[Point labeling examples]
⟨

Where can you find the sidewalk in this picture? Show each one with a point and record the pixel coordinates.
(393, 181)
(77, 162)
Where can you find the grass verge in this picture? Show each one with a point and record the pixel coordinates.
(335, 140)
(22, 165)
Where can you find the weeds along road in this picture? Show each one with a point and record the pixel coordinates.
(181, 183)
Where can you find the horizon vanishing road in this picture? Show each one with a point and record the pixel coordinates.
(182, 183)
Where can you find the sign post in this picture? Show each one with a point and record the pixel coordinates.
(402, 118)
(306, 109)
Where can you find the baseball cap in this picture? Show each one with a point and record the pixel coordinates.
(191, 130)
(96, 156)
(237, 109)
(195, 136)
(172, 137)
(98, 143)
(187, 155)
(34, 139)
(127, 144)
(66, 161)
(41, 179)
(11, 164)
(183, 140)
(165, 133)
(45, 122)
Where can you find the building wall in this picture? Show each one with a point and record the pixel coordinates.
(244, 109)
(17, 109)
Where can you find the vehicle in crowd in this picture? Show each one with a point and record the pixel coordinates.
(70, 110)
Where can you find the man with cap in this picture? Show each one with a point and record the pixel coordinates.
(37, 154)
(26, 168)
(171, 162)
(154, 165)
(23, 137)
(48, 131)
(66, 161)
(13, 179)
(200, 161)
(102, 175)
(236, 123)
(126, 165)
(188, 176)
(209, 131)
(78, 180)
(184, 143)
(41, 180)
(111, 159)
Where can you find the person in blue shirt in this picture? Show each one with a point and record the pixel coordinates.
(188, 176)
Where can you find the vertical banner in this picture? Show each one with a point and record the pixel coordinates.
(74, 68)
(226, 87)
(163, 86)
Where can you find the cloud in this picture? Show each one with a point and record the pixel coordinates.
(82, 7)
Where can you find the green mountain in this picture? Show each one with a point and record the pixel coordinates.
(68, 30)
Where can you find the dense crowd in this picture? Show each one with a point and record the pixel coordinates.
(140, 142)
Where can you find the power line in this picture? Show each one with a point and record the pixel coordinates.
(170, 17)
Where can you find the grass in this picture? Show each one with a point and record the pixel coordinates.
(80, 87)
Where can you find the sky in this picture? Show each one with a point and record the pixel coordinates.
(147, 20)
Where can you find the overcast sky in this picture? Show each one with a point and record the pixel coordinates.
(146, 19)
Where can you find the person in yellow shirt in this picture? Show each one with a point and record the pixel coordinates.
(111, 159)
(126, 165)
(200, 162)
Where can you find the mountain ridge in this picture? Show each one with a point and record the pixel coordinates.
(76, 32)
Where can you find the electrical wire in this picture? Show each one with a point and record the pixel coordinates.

⟩

--- Job ---
Output each record exactly, leaving nothing out.

--- Task response ---
Where can you find the sidewalk in this picture? Show each one with a point and record the pixel coordinates.
(393, 181)
(77, 162)
Where can you find the grass verge in this picture? Show each one with a point and record the pixel coordinates.
(335, 140)
(22, 165)
Where can you find the weeds along road in this picture? Show each one with a point and record the pixel coordinates.
(181, 183)
Where can you find the horizon vanishing road in this picture? Show each one with a point and record the pixel coordinates.
(182, 183)
Where can you find the sign post in this picture? Show each one with a point and record the pixel coordinates.
(402, 118)
(306, 109)
Where can you find the baseball cap in this picture? Show each one with a point and record the pixel coordinates.
(191, 130)
(96, 156)
(237, 109)
(195, 136)
(172, 137)
(98, 143)
(187, 155)
(34, 139)
(127, 144)
(66, 161)
(41, 179)
(11, 164)
(183, 140)
(165, 133)
(45, 122)
Where can you find the building wall in this picture? Show each one with a point and record the pixel coordinates.
(244, 109)
(17, 109)
Where can you find the vehicle in crowd in this picture? Show each one with a point and record the pixel coordinates.
(70, 110)
Where can you find the man with cap in this picture? Show each one with a point and record the pixel coordinates.
(37, 154)
(26, 168)
(171, 162)
(154, 165)
(23, 137)
(48, 131)
(66, 161)
(13, 179)
(200, 161)
(102, 175)
(236, 123)
(126, 165)
(188, 176)
(209, 131)
(78, 180)
(184, 143)
(41, 180)
(111, 159)
Where can you find the person in blue shirt in this picture? Show each one with a point and record the pixel coordinates.
(188, 176)
Where can you find the vertical banner in this picture? Show each one with a point and record the pixel coordinates.
(74, 68)
(226, 87)
(163, 86)
Where can you find the cloud in this picture? Show each one with a point and record the pixel coordinates.
(82, 7)
Where can you find the green mountain in this picture? Show each one with a point and record the pixel coordinates.
(68, 30)
Where can you find the dense crowd in this picture? Show each one with a point and record the pixel coordinates.
(140, 142)
Where can you find the power line in this picture? Show each one with a point and record the pixel coordinates.
(170, 17)
Where can you find the grass in this picture? Show each one with a point and record the pixel coordinates.
(80, 87)
Where can you find the sky in this picture? Show each one with a point and record the pixel coordinates.
(147, 20)
Where can you find the overcast sky in this picture? Show each one with a point and record the pixel coordinates.
(146, 19)
Where can you find the person in yellow shirt in this picture? Show each one with a point and record the pixel coordinates.
(111, 159)
(126, 165)
(200, 162)
Where can you find the mountain ridge in this picture? Show each one with a point and record the pixel coordinates.
(76, 32)
Where can you find the electrical wire in this picture? Show each one with a point and record the pixel coordinates.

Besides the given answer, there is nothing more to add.